### Exercise description
Reading the listing below, restate each entry exactly as written.

┌──

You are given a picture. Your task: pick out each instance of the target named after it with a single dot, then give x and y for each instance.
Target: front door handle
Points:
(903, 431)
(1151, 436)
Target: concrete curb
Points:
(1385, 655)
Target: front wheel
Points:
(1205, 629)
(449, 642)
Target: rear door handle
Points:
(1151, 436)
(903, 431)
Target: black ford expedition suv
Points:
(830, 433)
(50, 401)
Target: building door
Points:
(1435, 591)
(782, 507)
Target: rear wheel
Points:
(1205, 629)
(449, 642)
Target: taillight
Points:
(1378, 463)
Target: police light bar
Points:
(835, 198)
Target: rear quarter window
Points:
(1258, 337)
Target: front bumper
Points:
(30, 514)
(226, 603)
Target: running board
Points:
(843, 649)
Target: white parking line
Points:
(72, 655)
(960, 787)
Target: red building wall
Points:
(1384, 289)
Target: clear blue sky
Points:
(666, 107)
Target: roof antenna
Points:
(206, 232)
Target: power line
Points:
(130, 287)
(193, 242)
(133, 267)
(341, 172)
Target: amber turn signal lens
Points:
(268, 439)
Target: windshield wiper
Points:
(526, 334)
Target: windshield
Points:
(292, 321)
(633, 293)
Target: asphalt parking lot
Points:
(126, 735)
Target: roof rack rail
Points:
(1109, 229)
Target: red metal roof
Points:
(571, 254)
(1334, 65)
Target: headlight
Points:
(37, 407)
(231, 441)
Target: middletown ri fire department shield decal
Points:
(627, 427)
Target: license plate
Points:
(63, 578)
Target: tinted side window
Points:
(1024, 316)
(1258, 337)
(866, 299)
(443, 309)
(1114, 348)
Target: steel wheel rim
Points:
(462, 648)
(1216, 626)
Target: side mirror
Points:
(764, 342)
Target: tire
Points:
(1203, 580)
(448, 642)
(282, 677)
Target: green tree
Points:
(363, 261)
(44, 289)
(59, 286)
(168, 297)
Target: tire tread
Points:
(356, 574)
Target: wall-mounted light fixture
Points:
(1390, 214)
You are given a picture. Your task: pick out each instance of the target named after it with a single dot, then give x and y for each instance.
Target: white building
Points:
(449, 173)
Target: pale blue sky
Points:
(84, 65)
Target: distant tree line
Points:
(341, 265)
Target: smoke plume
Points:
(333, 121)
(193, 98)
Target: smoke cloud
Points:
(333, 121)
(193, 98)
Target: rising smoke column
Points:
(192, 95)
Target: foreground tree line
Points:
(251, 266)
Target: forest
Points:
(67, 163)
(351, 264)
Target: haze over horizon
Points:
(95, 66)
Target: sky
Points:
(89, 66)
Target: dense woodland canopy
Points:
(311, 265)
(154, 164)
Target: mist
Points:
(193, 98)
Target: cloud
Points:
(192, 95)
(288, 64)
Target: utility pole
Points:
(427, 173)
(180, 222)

└──

### Task solution
You are given a picture. Your task: pick out each instance of the target named after it with a single dot, then give x and y for each instance.
Target: front door handle
Points:
(903, 431)
(1151, 436)
Target: concrete curb
Points:
(1385, 655)
Target: front wheel
Points:
(1205, 629)
(449, 642)
Target: rear door handle
Points:
(1151, 436)
(903, 431)
Target: black ford expedition suv
Points:
(830, 433)
(50, 401)
Target: building door
Points:
(1435, 591)
(782, 507)
Target: rear wheel
Points:
(1205, 629)
(449, 642)
Target: taillight
Points:
(1378, 463)
Target: police light bar
Points:
(835, 198)
Target: rear quarter window
Points:
(1258, 337)
Target: front bumper
Points:
(30, 514)
(226, 603)
Target: running board
Points:
(843, 649)
Target: white parking line
Points:
(72, 655)
(960, 787)
Target: red building wall
Points:
(1384, 289)
Target: clear blue sky
Points:
(666, 107)
Target: roof antenna
Points:
(206, 232)
Target: power line
Points:
(130, 287)
(193, 242)
(133, 267)
(341, 172)
Target: amber turn signal lens
Points:
(268, 439)
Target: windshield wiper
Points:
(526, 334)
Target: windshield
Points:
(292, 321)
(633, 293)
Target: asphalt parking lot
Points:
(126, 735)
Target: roof rack rail
Points:
(1109, 229)
Target: red metal roof
Points:
(571, 254)
(1334, 65)
Target: headlight
Points:
(37, 407)
(231, 441)
Target: middletown ri fire department shield decal
Points:
(627, 427)
Target: license plate
Points:
(63, 578)
Target: tinted side window
Points:
(1024, 316)
(1258, 337)
(866, 299)
(443, 309)
(1114, 348)
Target: steel wheel rim
Points:
(462, 648)
(1216, 626)
Target: side mirror
Points:
(764, 342)
Target: tire
Points:
(1203, 580)
(448, 642)
(282, 677)
Target: green tree
Points:
(363, 261)
(44, 289)
(59, 286)
(168, 297)
Target: tire tread
Points:
(356, 574)
Target: wall-mounted light fixture
Points:
(1390, 214)
You are given a picture. Your task: pick out each instance of the target named after it with a single dot, then give x and y for each instance.
Target: white building
Points:
(449, 173)
Target: pale blue sky
Points:
(84, 65)
Target: distant tree line
Points:
(341, 265)
Target: smoke plume
Points:
(333, 121)
(193, 98)
Target: smoke cloud
Points:
(333, 121)
(193, 98)
Target: rising smoke column
Points:
(192, 95)
Target: foreground tree line
Points:
(251, 266)
Target: forest
Points:
(67, 163)
(351, 264)
Target: haze over horizon
Points:
(95, 66)
Target: sky
Points:
(89, 66)
Target: dense woodland canopy
Points:
(311, 265)
(154, 164)
Target: mist
Points:
(193, 98)
Target: cloud
Points:
(192, 95)
(288, 64)
Target: utility pole
Points:
(427, 173)
(180, 222)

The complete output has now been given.